:: The input

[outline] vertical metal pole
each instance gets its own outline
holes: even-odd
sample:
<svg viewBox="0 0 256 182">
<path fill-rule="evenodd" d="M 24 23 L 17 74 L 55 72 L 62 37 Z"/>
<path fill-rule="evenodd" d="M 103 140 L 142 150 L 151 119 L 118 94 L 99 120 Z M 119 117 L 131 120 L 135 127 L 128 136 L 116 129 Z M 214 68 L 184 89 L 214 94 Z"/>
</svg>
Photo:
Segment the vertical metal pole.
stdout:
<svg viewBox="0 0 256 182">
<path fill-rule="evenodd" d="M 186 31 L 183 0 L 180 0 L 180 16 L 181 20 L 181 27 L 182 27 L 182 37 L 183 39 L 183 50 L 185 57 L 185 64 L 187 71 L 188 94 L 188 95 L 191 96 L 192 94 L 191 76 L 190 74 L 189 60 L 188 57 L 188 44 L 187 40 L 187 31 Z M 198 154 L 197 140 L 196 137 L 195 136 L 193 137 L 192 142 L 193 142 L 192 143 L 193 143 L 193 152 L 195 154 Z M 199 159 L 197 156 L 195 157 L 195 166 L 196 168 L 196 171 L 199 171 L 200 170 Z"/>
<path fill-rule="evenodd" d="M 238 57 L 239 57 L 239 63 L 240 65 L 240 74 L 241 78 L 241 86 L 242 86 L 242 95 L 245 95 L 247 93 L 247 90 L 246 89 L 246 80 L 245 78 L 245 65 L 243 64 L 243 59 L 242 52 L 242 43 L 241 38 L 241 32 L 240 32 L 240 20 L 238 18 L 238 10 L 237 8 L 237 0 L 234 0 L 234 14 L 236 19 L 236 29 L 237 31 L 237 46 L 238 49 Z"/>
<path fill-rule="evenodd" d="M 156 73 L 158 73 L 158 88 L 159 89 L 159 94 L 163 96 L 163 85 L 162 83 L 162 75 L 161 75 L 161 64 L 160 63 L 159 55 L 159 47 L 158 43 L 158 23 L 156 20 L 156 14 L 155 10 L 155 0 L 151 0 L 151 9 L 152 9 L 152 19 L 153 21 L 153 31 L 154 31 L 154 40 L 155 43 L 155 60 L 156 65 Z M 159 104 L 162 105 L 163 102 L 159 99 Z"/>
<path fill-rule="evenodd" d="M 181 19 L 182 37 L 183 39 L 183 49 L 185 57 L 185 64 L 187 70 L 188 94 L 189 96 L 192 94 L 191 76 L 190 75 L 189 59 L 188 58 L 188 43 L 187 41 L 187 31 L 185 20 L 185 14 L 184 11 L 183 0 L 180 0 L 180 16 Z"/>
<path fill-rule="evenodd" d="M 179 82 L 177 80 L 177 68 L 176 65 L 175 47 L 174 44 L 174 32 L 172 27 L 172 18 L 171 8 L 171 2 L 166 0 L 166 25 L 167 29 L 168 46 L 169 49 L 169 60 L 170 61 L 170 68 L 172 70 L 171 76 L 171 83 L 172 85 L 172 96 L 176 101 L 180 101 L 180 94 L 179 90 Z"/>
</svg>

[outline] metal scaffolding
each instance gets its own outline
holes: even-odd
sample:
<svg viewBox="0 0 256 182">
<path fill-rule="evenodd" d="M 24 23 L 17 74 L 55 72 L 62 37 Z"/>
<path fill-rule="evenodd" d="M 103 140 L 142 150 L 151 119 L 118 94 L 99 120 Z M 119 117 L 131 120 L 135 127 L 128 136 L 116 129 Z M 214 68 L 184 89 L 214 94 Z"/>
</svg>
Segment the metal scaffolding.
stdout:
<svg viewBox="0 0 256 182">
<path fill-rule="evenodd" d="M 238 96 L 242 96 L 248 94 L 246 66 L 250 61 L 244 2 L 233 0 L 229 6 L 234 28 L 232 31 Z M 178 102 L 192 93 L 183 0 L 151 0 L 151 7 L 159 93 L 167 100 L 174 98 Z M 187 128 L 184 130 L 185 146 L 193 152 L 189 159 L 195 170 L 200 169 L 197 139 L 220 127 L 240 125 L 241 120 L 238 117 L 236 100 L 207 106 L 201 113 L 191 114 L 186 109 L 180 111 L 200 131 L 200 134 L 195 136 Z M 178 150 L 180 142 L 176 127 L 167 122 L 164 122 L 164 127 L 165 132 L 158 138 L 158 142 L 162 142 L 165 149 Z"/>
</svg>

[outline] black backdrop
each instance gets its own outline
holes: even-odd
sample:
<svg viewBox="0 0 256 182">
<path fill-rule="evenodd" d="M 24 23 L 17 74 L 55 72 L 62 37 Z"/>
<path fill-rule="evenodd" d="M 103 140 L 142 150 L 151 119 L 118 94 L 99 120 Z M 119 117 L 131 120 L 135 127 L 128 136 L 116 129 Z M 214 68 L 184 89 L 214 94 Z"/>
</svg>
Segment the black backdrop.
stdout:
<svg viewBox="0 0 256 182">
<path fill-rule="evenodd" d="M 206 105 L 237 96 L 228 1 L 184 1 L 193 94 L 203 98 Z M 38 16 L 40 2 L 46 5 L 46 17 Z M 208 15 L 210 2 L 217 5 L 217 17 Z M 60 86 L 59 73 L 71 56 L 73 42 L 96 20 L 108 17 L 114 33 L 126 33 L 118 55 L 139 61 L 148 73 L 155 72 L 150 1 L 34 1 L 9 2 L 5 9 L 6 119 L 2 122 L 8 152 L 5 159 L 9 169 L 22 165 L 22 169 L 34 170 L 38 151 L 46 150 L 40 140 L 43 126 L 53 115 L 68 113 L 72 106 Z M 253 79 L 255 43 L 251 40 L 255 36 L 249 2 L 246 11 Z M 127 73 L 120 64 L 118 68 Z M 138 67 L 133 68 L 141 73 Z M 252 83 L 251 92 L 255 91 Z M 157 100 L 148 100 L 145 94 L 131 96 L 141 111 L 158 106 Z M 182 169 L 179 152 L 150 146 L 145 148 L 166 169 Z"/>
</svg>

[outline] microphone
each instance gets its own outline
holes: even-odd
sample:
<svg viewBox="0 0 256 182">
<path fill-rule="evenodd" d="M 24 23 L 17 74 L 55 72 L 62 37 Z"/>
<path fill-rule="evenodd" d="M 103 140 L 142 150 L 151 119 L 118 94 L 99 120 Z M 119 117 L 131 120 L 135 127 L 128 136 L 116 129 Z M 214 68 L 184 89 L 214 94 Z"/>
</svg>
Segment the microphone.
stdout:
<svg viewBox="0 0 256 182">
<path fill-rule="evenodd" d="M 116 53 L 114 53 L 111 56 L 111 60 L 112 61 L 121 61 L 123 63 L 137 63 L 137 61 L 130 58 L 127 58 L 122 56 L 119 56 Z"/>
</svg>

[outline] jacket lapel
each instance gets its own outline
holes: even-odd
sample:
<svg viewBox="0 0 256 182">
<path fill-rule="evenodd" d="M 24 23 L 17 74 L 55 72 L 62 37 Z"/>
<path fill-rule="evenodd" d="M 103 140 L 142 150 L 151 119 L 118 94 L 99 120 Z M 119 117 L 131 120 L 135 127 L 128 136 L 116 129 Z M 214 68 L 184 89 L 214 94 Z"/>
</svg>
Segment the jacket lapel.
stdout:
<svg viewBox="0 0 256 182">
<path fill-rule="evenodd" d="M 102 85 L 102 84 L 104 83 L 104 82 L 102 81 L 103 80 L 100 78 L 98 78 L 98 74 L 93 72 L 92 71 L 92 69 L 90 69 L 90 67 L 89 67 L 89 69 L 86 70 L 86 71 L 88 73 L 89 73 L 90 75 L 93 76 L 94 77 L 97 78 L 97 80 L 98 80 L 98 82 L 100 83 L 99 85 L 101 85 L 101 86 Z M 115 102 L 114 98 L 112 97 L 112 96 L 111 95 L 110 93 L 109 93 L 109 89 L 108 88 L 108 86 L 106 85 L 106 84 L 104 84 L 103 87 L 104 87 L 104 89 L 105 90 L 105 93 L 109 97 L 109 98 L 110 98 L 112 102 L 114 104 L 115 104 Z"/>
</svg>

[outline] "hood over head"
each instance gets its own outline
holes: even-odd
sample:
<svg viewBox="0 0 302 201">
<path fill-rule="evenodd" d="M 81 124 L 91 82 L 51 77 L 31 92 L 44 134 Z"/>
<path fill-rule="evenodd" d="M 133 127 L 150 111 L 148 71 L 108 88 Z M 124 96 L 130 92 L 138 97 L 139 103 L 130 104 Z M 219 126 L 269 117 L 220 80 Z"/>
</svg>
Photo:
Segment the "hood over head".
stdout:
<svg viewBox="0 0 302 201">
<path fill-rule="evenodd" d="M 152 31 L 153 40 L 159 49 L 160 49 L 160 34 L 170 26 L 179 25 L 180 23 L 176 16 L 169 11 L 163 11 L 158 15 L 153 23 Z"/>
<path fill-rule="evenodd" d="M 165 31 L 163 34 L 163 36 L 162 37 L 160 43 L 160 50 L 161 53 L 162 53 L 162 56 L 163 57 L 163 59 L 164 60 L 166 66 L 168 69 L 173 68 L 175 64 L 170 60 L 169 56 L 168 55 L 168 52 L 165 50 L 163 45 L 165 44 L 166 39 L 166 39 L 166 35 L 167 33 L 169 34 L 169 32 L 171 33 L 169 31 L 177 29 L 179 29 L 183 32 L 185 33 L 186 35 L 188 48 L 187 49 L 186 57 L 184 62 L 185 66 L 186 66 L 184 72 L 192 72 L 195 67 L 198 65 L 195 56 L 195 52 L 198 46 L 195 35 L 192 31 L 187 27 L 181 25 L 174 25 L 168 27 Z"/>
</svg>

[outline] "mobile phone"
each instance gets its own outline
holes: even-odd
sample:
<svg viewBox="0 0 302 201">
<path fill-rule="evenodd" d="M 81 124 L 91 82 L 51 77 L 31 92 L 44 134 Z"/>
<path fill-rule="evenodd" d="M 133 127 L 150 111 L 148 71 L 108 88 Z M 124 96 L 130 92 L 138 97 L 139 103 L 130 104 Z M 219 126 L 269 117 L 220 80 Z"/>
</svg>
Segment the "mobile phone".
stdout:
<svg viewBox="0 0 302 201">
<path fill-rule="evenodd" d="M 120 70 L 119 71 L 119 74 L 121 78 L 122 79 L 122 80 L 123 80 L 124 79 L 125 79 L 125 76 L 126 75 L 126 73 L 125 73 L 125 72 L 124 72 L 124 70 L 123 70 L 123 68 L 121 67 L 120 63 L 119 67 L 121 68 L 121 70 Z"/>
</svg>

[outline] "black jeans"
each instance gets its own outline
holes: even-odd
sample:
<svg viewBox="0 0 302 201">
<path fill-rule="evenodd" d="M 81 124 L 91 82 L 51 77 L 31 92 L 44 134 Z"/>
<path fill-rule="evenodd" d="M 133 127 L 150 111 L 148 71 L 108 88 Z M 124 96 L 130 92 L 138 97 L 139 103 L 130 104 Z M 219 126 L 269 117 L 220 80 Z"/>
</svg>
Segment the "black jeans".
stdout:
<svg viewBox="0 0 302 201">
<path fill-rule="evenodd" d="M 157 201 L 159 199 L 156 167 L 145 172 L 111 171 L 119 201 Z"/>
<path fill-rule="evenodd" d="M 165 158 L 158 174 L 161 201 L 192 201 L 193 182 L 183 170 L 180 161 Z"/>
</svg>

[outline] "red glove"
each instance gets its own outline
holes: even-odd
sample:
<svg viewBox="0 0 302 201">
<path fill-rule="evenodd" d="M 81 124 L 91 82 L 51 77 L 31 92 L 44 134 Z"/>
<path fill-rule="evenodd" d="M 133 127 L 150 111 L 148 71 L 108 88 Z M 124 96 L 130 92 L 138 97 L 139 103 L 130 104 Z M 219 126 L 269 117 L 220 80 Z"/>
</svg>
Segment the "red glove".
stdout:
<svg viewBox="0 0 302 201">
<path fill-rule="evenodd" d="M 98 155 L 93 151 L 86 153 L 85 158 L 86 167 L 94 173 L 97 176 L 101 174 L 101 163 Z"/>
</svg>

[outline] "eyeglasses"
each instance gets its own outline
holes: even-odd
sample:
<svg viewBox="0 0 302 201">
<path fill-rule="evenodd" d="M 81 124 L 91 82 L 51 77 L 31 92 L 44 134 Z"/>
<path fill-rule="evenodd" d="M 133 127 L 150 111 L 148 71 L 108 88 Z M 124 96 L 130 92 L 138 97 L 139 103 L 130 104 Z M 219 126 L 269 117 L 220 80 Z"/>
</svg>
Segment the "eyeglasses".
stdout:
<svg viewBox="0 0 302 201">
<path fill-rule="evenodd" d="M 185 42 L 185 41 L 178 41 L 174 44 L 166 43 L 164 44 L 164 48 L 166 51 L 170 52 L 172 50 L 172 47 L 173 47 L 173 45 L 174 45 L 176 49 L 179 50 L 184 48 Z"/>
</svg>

::::

Objective - Return every line above that contains the word "jeans".

Exercise answer -
[outline] "black jeans"
Segment the "black jeans".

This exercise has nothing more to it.